_WRITTEN REQUEST:_ Swap "pitched roof" for "sloped roof" in the part of the listing that starts with the line containing "Would you be able to pin the grass verge" and runs through the end of the listing. Give back only those lines, with everything else left as it is.

_DATASET CONTENT:_
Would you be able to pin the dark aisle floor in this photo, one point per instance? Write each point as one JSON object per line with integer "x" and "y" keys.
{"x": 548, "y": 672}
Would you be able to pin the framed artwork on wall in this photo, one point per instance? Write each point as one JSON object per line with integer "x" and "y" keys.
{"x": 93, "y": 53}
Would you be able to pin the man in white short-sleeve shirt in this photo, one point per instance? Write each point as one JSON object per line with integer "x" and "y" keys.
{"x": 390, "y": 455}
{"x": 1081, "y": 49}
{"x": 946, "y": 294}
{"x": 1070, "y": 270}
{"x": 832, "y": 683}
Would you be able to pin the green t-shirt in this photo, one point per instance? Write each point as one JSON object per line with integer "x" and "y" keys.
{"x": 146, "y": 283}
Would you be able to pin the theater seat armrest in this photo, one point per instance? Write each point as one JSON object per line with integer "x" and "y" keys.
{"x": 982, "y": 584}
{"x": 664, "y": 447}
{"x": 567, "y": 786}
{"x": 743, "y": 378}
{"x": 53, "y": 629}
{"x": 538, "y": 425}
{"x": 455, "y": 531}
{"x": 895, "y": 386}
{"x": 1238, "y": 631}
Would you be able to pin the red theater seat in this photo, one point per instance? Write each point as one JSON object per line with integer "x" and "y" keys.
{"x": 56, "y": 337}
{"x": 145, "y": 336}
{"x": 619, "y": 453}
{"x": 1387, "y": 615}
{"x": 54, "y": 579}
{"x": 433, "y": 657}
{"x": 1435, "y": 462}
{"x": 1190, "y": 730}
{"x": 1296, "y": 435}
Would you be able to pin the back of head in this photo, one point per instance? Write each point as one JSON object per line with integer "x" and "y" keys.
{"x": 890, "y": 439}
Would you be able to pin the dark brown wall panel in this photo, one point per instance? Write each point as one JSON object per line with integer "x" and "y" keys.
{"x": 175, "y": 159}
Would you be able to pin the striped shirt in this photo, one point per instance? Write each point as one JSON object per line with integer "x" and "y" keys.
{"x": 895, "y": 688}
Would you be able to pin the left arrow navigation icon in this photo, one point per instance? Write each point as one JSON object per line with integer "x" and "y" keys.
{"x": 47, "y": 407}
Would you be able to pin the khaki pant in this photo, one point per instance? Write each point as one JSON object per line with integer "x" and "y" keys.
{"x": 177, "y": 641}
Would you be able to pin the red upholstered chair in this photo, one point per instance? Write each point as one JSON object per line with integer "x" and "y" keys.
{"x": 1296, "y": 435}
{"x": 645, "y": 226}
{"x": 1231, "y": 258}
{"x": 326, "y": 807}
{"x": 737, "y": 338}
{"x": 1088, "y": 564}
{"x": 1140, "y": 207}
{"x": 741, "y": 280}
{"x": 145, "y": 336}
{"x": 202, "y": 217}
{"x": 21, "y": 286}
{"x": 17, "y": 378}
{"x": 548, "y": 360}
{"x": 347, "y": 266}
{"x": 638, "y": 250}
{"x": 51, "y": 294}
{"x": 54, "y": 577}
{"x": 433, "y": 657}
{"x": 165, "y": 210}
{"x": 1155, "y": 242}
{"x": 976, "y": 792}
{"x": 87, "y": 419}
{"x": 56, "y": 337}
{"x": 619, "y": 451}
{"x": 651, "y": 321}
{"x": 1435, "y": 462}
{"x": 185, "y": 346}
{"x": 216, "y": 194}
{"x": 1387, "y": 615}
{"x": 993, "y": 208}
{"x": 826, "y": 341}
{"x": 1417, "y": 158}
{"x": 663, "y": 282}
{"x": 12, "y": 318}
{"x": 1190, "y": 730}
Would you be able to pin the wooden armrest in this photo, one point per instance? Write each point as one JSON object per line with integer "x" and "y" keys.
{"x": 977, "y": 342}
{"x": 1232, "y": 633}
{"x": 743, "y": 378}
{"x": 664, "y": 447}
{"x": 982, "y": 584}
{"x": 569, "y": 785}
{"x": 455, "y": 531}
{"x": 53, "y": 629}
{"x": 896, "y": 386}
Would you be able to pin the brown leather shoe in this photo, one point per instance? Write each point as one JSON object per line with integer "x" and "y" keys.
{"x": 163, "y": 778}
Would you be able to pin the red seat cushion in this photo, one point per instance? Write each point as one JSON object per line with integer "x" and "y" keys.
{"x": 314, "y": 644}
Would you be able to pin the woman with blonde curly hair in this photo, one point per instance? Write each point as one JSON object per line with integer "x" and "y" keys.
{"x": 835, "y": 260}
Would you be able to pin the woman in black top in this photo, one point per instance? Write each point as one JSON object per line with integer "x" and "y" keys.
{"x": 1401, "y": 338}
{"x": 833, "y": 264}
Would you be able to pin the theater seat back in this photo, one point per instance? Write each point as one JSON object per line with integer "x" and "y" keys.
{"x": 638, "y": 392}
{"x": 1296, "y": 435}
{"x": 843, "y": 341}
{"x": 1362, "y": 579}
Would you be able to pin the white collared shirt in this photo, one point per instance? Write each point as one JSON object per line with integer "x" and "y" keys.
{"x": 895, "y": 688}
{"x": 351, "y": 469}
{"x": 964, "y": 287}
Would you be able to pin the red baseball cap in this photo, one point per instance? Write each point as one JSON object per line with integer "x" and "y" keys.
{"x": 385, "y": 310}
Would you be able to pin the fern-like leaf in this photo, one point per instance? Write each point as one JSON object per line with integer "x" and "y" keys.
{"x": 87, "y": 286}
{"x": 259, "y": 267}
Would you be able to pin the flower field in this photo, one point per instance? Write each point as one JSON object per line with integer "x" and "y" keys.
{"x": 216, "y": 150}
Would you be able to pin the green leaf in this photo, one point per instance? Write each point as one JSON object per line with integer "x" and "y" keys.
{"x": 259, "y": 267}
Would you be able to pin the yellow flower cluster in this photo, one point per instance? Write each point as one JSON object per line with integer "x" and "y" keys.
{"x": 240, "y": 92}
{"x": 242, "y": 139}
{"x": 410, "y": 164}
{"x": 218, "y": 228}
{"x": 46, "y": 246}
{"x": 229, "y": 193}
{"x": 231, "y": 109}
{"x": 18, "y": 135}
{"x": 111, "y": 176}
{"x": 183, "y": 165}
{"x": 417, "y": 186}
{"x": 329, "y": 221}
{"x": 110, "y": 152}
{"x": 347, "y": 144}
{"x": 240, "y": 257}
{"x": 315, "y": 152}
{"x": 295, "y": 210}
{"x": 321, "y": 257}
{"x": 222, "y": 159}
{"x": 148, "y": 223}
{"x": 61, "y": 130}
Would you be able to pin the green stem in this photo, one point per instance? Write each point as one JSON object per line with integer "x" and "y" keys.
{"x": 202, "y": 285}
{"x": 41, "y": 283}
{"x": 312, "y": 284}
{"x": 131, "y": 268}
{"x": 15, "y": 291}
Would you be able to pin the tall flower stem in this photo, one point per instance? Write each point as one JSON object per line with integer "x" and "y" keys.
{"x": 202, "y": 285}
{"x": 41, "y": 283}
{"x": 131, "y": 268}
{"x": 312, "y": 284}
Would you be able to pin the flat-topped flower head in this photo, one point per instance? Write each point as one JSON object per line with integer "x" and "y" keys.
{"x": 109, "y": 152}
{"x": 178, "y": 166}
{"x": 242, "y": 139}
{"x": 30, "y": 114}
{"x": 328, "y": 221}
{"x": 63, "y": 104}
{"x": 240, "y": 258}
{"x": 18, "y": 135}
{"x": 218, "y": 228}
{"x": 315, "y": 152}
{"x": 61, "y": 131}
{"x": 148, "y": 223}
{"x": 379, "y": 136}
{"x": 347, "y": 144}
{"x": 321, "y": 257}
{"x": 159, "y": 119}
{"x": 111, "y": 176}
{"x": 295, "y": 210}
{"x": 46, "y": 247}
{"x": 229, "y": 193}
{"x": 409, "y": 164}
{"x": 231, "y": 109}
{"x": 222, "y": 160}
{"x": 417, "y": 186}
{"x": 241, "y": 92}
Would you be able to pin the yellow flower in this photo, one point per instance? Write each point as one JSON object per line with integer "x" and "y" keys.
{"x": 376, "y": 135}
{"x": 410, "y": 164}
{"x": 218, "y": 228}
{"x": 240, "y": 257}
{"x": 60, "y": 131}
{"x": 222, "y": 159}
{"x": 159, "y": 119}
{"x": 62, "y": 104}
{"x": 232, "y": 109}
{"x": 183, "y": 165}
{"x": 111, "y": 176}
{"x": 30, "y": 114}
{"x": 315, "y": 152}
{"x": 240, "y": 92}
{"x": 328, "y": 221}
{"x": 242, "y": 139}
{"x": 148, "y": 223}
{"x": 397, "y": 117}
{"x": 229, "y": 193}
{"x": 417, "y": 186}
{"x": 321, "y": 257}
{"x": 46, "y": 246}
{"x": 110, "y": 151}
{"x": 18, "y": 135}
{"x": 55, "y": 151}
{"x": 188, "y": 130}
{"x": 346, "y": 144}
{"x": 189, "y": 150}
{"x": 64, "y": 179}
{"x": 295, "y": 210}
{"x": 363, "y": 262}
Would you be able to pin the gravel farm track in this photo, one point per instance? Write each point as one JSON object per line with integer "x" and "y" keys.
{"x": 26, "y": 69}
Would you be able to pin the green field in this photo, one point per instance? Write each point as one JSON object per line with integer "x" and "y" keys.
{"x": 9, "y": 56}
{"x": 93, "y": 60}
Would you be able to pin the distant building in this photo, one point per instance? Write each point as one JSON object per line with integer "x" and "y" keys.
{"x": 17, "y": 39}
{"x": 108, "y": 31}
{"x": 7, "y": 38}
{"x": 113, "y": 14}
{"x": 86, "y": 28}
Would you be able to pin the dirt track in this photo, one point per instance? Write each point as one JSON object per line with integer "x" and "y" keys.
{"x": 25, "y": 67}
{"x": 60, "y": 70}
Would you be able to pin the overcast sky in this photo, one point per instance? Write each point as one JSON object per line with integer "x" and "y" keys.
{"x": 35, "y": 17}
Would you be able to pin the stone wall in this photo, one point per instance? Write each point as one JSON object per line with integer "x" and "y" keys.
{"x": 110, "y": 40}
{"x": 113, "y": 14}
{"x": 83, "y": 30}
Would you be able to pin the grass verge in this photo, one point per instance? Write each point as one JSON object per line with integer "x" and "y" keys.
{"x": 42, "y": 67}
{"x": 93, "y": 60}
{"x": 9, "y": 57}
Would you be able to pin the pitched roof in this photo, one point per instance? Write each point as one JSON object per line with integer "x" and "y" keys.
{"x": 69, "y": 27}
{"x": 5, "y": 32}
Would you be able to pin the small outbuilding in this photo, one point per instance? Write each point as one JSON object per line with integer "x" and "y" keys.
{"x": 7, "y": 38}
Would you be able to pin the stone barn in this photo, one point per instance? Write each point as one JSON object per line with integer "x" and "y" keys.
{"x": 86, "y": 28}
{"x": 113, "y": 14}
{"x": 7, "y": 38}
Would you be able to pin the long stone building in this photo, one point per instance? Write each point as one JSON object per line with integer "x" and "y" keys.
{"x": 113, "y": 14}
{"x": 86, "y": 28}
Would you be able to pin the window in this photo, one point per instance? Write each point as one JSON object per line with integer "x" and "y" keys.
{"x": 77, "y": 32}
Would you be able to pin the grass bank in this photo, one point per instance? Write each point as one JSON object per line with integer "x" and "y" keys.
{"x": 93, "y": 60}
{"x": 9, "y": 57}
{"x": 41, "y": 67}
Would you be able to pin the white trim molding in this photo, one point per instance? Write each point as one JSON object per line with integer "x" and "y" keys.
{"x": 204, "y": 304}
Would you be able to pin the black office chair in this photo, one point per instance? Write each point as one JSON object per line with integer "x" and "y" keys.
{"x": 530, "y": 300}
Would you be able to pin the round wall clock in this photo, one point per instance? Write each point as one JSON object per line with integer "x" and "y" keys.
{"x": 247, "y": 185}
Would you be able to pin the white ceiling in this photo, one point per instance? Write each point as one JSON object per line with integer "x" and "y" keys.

_EXERCISE RESULT:_
Would you be able to pin the grass verge in this photo, one point per instance? Write each point as one JSON object per line with integer "x" and "y" keys.
{"x": 42, "y": 67}
{"x": 93, "y": 60}
{"x": 9, "y": 57}
Would you be able to pin the sloped roof in this photo, one point per instance? Write each point as one JSON object per line with integer "x" and "y" keys.
{"x": 69, "y": 27}
{"x": 5, "y": 32}
Would you be able to pin the small outbuilding in this photo, one point per instance? Write each point as one JSON object per line with integer "x" and "y" keys.
{"x": 7, "y": 38}
Would you be able to pin the stone barn in this photo, one point per instance? Write each point as one JSON object per line with integer "x" and "y" keys.
{"x": 86, "y": 28}
{"x": 113, "y": 14}
{"x": 7, "y": 38}
Would you be able to pin the long stone building in this photo, one point per instance? Write each point as one JSON object per line with integer "x" and "y" keys.
{"x": 113, "y": 14}
{"x": 86, "y": 28}
Would you be able to pin the window in this photo, one point per instance? Write each point as one JSON object per line with integer "x" and "y" keys.
{"x": 77, "y": 32}
Would you be able to pin the grass bank in this photo, one point per instance? Write each point as one JSON object per line with integer "x" and "y" keys.
{"x": 93, "y": 60}
{"x": 9, "y": 57}
{"x": 41, "y": 67}
Would you be able to pin the white trim molding in this photo, one point per instance? Write each point as one JSON object per line with integer "x" and "y" keys.
{"x": 204, "y": 304}
Would you be able to pin the black office chair in this photo, one point per instance? Write each point as one JSON object per line with integer "x" and "y" keys.
{"x": 530, "y": 300}
Would you be able to pin the round wall clock in this photo, one point per instance? Write each point as one JSON object per line with integer "x" and "y" keys.
{"x": 247, "y": 185}
Would you be able to pin the white ceiling in this photo, one point per instance? Write each point as one JSON object per line with integer "x" and "y" keys.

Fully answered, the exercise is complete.